[PAGE TEXT]:
⟨

AI after dark

A data center does not sleep. It does not observe weather, or seasons, or the particular slant of light at four in the afternoon in November. It draws power at the same punishing rate at midnight as it does at noon. The newest ones, the ones built to train and run artificial intelligence, draw more of it than anything humans have built before.

Somewhere in that mismatch, between a machine that never stops and a sun that only shows up for half the day, sits the most consequential energy question of the decade.

Two numbers

In May 2025, China installed approximately 93 gigawatts of solar capacity. In a single month. That is more than the United States installed across the entirety of 2025, which came to about 43 gigawatts. By year’s end, China’s cumulative solar capacity had crossed 1.1 terawatts, the first country ever to cross that line, while America finished the year near 279 gigawatts. Do the division and China now holds roughly 4.7 times as much installed solar as the United States.

If capacity were the whole story, the piece would already be written, and the headline would read: China wins. But capacity is not the whole story. It is closer to a rumor of the story.

⟩

[OBJECTIVES]:
(a) According to the essay on AI and solar power, what mismatch sits at the heart of the decade's most consequential energy question, and why does it exist?
(b) How would you put this sentence from the essay on AI and solar power into Spanish: "It draws power at the same punishing rate at midnight as it does at noon."?
(c) In the essay on AI and solar power, how much solar capacity did the United States install across the whole of 2025?

[INFORMATION PROVIDED]:
⟨

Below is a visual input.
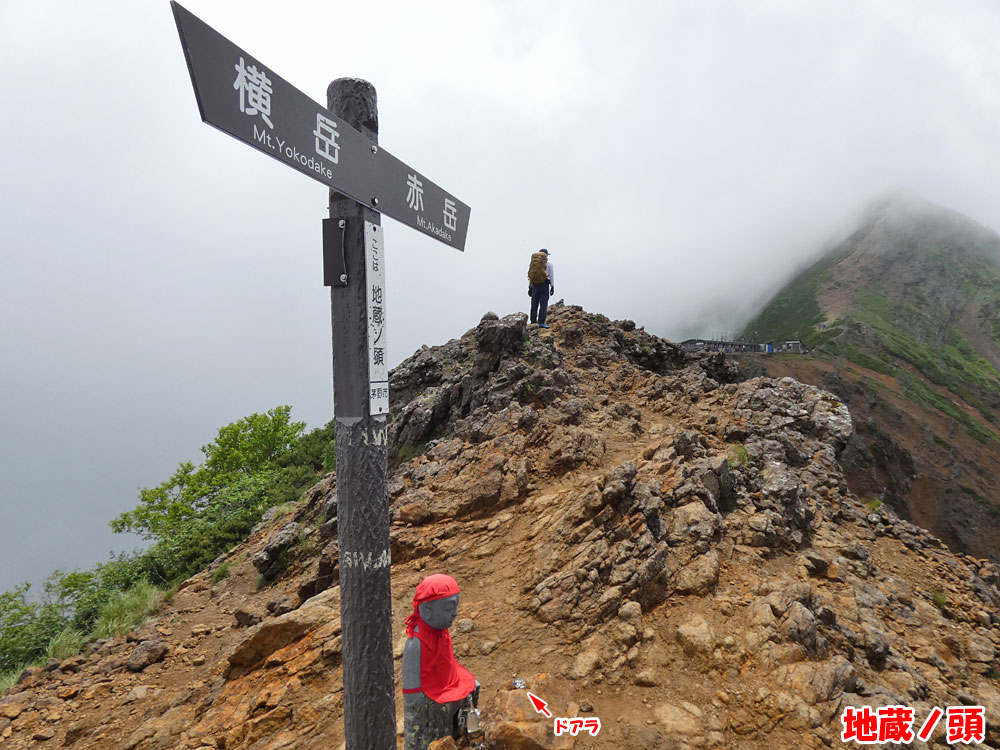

⟩

[ANSWERS PER TASK]:
(a) The mismatch is between data centers and solar power. A data center draws power at the same punishing rate at midnight as at noon, while the sun shows up for only half the day.

(b) Consume energía al mismo ritmo implacable a medianoche que al mediodía.

(c) About 43 gigawatts.